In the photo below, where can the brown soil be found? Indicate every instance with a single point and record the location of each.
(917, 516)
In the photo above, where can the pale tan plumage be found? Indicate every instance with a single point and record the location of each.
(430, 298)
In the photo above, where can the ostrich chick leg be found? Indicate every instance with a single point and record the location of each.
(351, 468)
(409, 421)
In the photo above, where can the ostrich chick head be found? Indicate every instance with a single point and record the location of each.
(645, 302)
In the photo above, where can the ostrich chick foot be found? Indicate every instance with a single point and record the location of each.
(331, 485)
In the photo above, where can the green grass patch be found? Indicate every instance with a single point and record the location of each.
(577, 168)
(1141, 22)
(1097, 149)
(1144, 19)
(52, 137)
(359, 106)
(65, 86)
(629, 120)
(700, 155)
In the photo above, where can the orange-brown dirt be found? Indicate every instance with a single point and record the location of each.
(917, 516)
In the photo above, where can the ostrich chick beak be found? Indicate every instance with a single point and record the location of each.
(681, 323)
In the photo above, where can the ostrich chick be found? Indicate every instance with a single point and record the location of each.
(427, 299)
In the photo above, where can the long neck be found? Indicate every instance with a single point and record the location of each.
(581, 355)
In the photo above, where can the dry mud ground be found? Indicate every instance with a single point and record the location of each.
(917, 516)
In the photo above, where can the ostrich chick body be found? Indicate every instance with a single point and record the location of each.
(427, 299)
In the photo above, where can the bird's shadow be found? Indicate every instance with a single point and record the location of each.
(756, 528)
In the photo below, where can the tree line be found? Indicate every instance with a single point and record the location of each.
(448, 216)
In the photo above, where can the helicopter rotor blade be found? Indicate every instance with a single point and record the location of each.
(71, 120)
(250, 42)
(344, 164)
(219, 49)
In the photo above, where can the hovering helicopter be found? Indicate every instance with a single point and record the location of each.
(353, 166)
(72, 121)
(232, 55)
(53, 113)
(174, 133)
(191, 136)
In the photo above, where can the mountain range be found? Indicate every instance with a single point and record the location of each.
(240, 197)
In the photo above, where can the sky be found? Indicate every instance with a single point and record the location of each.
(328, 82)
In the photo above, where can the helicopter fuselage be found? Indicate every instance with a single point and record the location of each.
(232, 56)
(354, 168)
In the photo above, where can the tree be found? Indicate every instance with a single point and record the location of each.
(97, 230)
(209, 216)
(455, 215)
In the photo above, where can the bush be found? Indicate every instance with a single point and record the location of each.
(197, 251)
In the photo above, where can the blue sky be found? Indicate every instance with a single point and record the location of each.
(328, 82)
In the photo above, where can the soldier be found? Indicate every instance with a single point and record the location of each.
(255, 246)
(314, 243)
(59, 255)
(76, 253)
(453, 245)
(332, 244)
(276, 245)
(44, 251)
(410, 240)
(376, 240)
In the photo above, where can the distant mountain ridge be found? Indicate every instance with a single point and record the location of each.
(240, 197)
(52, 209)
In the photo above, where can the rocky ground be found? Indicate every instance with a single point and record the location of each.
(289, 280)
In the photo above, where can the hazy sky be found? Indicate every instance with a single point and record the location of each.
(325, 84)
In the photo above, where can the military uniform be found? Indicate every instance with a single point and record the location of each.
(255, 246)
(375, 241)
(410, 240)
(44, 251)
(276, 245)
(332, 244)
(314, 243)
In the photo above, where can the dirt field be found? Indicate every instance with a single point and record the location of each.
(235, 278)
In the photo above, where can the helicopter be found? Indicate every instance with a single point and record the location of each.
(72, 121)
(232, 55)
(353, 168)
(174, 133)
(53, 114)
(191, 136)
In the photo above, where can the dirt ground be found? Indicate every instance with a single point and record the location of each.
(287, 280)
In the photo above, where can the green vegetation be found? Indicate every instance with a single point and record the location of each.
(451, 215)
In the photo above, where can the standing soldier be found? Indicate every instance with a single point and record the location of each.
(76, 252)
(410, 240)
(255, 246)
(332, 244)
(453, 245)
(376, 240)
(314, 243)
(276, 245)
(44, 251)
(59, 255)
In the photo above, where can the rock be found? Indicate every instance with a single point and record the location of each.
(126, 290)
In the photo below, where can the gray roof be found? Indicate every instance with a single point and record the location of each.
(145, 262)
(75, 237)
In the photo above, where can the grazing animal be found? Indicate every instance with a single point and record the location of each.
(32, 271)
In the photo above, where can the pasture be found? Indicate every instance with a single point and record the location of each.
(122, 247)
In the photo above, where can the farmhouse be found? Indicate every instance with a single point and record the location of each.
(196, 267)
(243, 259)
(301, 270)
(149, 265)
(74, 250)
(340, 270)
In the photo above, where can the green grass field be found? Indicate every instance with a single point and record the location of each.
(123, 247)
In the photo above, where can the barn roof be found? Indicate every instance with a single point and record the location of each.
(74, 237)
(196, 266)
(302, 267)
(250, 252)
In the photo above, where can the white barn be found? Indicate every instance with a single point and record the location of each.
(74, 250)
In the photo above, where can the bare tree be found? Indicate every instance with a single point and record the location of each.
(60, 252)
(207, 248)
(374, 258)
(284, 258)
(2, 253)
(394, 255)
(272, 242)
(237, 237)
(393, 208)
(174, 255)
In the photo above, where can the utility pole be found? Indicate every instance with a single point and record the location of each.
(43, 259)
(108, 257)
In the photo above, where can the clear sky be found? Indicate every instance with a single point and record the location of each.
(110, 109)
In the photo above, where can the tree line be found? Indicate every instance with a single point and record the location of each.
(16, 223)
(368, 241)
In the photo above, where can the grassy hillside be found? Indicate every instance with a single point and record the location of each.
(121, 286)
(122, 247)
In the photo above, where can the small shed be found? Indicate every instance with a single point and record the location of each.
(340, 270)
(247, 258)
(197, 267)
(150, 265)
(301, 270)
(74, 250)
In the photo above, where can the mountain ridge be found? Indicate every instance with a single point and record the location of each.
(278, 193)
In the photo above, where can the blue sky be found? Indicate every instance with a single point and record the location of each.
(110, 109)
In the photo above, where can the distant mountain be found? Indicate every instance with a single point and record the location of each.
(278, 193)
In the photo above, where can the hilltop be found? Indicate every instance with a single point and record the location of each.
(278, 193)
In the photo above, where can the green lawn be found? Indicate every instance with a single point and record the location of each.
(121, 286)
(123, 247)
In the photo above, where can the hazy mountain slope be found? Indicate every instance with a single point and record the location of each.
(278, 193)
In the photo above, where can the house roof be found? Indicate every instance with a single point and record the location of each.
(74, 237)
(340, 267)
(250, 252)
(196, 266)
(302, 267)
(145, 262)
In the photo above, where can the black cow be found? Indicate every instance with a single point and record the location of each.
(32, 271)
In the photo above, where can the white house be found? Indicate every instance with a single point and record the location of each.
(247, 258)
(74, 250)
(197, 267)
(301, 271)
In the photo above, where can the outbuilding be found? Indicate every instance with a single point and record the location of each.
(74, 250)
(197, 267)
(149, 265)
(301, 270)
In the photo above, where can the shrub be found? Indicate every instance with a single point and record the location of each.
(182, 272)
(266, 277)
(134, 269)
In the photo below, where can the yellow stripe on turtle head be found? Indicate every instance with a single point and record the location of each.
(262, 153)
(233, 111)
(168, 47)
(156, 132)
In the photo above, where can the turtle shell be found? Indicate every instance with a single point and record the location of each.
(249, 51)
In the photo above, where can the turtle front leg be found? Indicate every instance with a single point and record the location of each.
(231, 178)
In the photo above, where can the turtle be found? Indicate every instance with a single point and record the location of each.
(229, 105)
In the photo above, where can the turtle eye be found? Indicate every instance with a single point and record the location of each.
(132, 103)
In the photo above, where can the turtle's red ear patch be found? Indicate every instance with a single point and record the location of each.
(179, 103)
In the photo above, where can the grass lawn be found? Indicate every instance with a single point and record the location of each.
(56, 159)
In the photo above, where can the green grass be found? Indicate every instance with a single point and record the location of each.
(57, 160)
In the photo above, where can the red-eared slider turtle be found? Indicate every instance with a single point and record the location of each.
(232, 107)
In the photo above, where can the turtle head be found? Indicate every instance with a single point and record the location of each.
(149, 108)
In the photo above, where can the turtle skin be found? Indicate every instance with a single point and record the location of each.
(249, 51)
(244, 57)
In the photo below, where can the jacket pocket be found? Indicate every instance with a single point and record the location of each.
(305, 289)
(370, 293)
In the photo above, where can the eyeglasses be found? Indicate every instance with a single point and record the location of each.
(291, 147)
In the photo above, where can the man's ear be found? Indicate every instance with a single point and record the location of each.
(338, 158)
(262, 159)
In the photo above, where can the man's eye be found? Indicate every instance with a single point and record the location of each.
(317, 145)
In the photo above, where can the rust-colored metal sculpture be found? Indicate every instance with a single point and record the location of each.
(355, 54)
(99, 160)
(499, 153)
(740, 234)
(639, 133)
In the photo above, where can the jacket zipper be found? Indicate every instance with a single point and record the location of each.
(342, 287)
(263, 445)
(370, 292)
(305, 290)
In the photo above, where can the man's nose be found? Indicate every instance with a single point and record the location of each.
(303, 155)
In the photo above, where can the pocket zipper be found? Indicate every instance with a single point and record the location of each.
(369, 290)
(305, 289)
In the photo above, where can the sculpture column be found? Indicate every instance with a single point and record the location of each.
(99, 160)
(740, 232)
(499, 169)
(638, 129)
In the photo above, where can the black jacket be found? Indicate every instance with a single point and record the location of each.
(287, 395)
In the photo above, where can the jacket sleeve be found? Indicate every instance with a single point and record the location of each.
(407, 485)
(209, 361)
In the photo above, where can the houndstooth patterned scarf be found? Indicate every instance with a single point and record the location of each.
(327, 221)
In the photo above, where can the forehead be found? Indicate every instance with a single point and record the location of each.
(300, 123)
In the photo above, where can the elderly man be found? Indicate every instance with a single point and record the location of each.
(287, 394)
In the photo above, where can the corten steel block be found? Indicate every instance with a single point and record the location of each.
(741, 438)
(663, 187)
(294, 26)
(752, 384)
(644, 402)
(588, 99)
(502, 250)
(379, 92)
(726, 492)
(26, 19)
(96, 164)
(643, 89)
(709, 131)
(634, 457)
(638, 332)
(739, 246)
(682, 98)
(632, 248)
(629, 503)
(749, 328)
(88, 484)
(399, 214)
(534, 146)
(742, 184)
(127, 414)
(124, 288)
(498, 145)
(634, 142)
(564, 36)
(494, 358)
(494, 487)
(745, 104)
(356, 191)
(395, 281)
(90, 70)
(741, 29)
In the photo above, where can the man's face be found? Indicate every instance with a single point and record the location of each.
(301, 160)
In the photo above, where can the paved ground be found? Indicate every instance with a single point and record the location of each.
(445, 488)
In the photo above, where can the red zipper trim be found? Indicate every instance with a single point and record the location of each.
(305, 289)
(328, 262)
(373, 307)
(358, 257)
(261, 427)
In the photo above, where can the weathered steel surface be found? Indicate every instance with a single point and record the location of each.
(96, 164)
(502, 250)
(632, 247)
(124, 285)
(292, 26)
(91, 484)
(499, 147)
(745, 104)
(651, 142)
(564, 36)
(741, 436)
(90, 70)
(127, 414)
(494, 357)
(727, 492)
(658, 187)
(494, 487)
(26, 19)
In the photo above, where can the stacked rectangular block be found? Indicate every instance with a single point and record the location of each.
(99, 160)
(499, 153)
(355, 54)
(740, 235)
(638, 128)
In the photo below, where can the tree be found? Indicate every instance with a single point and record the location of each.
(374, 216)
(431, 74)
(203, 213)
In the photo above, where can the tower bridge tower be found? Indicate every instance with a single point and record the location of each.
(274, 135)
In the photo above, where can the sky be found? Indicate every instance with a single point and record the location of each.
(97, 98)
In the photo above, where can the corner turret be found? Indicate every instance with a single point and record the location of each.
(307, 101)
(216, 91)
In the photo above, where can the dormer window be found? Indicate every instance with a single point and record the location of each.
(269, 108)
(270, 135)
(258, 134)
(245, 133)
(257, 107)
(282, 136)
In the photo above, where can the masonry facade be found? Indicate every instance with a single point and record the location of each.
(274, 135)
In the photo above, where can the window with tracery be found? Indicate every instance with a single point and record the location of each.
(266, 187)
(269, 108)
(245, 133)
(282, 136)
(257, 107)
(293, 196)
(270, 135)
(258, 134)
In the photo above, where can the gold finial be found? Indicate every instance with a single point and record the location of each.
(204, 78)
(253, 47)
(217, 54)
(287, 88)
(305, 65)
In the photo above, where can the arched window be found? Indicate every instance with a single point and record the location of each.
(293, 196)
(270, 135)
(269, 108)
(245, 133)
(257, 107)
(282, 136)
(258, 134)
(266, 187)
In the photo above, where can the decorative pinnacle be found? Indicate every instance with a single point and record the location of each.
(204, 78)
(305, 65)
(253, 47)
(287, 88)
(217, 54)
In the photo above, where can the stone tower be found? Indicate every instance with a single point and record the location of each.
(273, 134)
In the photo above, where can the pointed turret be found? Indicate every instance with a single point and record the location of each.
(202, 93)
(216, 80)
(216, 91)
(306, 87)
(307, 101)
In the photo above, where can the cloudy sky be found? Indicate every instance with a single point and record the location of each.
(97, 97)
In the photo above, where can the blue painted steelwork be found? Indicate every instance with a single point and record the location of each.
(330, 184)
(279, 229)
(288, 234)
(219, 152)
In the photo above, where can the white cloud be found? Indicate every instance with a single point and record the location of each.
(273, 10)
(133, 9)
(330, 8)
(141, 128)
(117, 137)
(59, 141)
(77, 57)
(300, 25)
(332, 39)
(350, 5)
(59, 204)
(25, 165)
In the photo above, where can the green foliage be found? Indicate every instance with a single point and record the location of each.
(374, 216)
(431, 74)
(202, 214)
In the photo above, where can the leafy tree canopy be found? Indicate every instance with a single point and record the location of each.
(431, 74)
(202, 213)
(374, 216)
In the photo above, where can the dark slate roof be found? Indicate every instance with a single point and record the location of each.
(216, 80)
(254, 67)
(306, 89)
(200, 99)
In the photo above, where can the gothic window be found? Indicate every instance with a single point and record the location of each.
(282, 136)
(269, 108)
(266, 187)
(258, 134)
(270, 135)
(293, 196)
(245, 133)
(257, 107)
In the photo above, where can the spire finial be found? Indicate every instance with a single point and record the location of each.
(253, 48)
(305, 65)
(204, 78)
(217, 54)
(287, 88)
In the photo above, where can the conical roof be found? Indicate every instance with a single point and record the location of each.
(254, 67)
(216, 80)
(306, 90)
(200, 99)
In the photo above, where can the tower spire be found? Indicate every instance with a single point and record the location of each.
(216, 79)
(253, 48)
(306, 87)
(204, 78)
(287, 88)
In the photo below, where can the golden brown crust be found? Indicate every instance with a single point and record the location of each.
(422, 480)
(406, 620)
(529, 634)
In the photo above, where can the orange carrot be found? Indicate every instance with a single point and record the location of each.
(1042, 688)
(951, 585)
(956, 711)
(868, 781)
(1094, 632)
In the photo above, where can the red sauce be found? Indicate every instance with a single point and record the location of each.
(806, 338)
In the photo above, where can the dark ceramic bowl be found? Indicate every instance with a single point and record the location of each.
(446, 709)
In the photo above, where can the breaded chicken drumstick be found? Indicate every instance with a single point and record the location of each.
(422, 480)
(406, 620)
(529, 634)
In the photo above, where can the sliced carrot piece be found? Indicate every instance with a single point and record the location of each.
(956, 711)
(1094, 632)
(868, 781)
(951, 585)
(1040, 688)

☆ ☆ ☆

**Requirement:** Starting at the line that contains "In the photo above, where can the tower spire", quote each remaining line of the entries above, unchanged.

**Reply to the task:**
In the photo above, where can the tower spire be found? Indicate every instance with a single point and record the location of each.
(216, 79)
(253, 48)
(306, 87)
(204, 78)
(287, 88)
In the photo below, where can the golden brown crust be found? Indicate every instance with a single point and record the location of each.
(422, 480)
(406, 620)
(529, 634)
In the photo above, where can the orange carrot be found? Indicate every instance with a single point and record the location of each.
(1042, 688)
(951, 585)
(956, 711)
(868, 781)
(1094, 632)
In the photo above, where can the red sauce be found? Indicate every instance with a single point and record the location of each.
(806, 338)
In the photo above, where can the dark ceramic bowl be found? Indicate every instance with a single point and record the location of each.
(446, 709)
In the photo above, where can the breaded chicken drumstick be found? Indicate every instance with a single point and record the location of each.
(422, 480)
(406, 620)
(529, 634)
In the photo above, where can the sliced carrot piece be found? Indicate every instance with a single point and record the location of each.
(956, 711)
(1094, 632)
(868, 781)
(951, 585)
(1040, 688)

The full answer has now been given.